Written task 1 =
In the forum thread about choosing a crossover, which receiver does bambino say he uses?
Written task 2 =
Carry on the forum thread about choosing a crossover, starting from its final line.

Source text =
[Begin]
# What to use for crossover?



## bambino (Feb 21, 2010)

So i got my 2 XLS802's the other day for my subs and relized i'm gonna need a crossover to keep out the highs and don't have a clue as to what to use any reccomendations, comments and ideas would be greatly appreiciated. Thanks in advance, Bambino.


----------



## alg8er (Nov 16, 2009)

What are you using for a receiver, or pre/pro? It should have bass management with a crossover setting for the LFE channel. Then send the sub out signal to the amps. PA amps not the best for HT use, but we do what we gotta do. :bigsmile:


----------



## Lucky7! (Jan 7, 2008)

bambino said:


> So i got my 2 XLS802's the other day for my subs and relized i'm gonna need a crossover to keep out the highs and don't have a clue as to what to use any reccomendations, comments and ideas would be greatly appreiciated. Thanks in advance, Bambino.


DCX



alg8er said:


> PA amps not the best for HT use


Rubbish.


----------



## jackfish (Dec 27, 2006)

http://store.hlabs.com/pk4/store.pl?view_product=9

http://store.hlabs.com/pk4/store.pl?section=12

http://store.hlabs.com/pk4/store.pl?section=9


----------



## bambino (Feb 21, 2010)

alg8er said:


> What are you using for a receiver, or pre/pro? It should have bass management with a crossover setting for the LFE channel. Then send the sub out signal to the amps. PA amps not the best for HT use, but we do what we gotta do. :bigsmile:


A Denon 3808ci. Awesome AVR!:T


----------



## bambino (Feb 21, 2010)

jackfish said:


> http://store.hlabs.com/pk4/store.pl?view_product=9
> 
> http://store.hlabs.com/pk4/store.pl?section=12
> 
> http://store.hlabs.com/pk4/store.pl?section=9


Harrison labs, they use to and probly still do make some monster car audio amps i use to dream about.

A9X, What is the DCX?


----------



## salvasol (Oct 31, 2006)

bambino said:


> A9X, What is the DCX?


maybe  this


----------



## Lucky7! (Jan 7, 2008)

bambino said:


> A9X, What is the DCX?





salvasol said:


> maybe  this


Thanks for that.

Bambino, sorry I hang in the DIY sections most and forget others might not know this unit.


----------



## salvasol (Oct 31, 2006)

bambino said:


> So i got my 2 XLS802's the other day for my subs and relized i'm gonna need a crossover to keep out the highs and don't have a clue as to what to use any reccomendations, comments and ideas would be greatly appreiciated...


How are you connecting the XLS to your AVR??? If you're using the sub pre-out, I don't think you need an external crossover :huh:

I have a Yamaha RXV 2700, I'm using the sub preout to connect to my BKA 1000 (buttkicker amp) to power a pair of buttkickers and a DIY Sonosub.... crossover is set on the AVR to 80Hz and it works fine.

Maybe your set up is different :huh:


----------



## bambino (Feb 21, 2010)
[End]
Data excerpts =
[Begin]
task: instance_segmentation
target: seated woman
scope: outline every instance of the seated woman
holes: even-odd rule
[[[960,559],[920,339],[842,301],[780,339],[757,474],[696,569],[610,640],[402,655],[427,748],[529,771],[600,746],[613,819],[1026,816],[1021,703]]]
[End]
Final answer 1 =
A Denon 3808ci.

Final answer 2 =
salvasol said:


> How are you connecting the XLS to your AVR??? If you're using the sub pre-out, I don't think you need an external crossover :huh:
> 
> I have a Yamaha RXV 2700, I'm using the sub preout to connect to my BKA 1000 (buttkicker amp) to power a pair of buttkickers and a DIY Sonosub.... crossover is set on the AVR to 80Hz and it works fine.
> 
> Maybe your set up is different :huh:


I'll be using RCA to XLR adaptors.:dontknow:


----------



## bambino (Feb 21, 2010)

A9X said:


> Thanks for that.
> 
> Bambino, sorry I hang in the DIY sections most and forget others might not know this unit.


Thanks, I'm kind of illiterate when it comes to some of this stuff anyhow.:help::rolleyesno:


----------



## salvasol (Oct 31, 2006)

bambino said:


> I'll be using RCA to XLR adaptors.:dontknow:


From AVR sub pre-out to XLS??? ... if that's the case, you use the AVR internal crossover


----------



## bambino (Feb 21, 2010)

salvasol said:


> From AVR sub pre-out to XLS??? ... if that's the case, you use the AVR internal crossover


I've heard talk of using an outboard or somthing like that would be needed.:dontknow: I think what i read about needing was the rechorn, what does that do? Thanks for all your responses by the way all this pro amp to home stuff is very new to me i'm use to haveing builtins in the prefab subs i've had.:help:


----------



## salvasol (Oct 31, 2006)

bambino said:


> I've heard talk of using an outboard or somthing like that would be needed.:dontknow: I think what i read about needing was the rechorn, what does that do?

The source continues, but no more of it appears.